Closed boarders have dried up the supply of workers arriving in Australia, suggesting we are heading to a period of labour poaching and outright shortages.

Well known commentator Bernard Salt (pictured) of The Demographics Group took to social media to highlight the massive contribution of foreign workers in our workforce.

He wrote that between the last two censuses – 2011-2016 – the proportion of net new workers added to the Australian workforce that derived from 457 visa holders, backpackers, foreign students, seasonal workers and skilled immigrants was an astonishing 74 per cent.

This figure was higher in places like Canberra and lower in places like Taree and Victor Harbor.

Salt, best known from his time at KPMG, wrote: “This figure shows the extent to which our workforce has relied upon access to overseas skilled workers.

“But border closures since March 2020 have meant that the ‘hydraulic hoses’ feeding workers into the workforce have been kinked.

“We can ‘get by’ for a while without accessing our usual sources of labour but mid 2021 the situation becomes critical.”

* [Extracted data]:
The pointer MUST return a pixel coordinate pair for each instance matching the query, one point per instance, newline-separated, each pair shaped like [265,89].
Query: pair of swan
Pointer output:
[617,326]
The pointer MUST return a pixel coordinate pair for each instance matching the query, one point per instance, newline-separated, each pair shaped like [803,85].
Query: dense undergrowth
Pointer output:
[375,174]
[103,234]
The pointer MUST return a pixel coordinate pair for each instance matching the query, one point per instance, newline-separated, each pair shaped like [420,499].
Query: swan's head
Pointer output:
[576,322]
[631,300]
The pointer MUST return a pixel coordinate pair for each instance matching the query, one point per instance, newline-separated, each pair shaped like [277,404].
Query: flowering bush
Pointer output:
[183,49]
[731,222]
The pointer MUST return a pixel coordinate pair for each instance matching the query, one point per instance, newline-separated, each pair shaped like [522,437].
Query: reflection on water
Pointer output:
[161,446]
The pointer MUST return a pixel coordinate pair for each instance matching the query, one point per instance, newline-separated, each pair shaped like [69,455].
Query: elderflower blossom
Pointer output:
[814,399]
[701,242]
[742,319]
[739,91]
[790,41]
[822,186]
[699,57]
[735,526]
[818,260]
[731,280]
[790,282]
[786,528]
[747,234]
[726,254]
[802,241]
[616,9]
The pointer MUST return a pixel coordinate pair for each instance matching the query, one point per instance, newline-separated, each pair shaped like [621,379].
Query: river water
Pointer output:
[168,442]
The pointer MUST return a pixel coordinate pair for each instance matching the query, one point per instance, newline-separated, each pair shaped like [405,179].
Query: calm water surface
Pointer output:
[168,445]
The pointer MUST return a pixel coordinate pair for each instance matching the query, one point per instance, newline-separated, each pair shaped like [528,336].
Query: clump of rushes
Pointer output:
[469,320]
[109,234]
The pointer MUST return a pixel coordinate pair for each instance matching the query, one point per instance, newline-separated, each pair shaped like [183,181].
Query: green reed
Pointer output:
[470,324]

* [Exercise set]:
A – Transcribe the passage on Australia's foreign workers word for word, starting at "He wrote that" and ending at "74 per cent.".
B – Summarize the passage on Australia's foreign workers in two sentences.
C – Supply the next part of the passage on Australia's foreign workers, picking up after its final sentence.
None of the material is needed for this work.

* [Answers to this exercise]:
A –
He wrote that between the last two censuses – 2011-2016 – the proportion of net new workers added to the Australian workforce that derived from 457 visa holders, backpackers, foreign students, seasonal workers and skilled immigrants was an astonishing 74 per cent.

B – Closed borders have halted the flow of workers into Australia, suggesting a coming period of labor poaching and outright shortages. Bernard Salt noted that 74 percent of net new workers added between the 2011 and 2016 censuses came from visa holders, backpackers, foreign students, seasonal workers and skilled immigrants, and he warned that the situation becomes critical in mid 2021.

C –
Salt wrote that in the next stage Local TAFE colleges and universities ramp up ‘production’, some workers may come out of or postpone retirement, or they simply re-enter the workforce.

The phase after ‘ramping up local skills’ is ‘labour poaching’, where industries and businesses and state governments coax workers from one industry or state to another.

“The pandemic has taught us the need to be far more self-sufficient in manufacturing, and in locally developing skills to service our workforce needs in the 2020s and beyond.”

While Salt did not go any further that this, the next steps are absolute labour shortages, rising competition for workers and – after a prolonged period of falling real wages – an outbreak of wage rises and, potentially, inflation.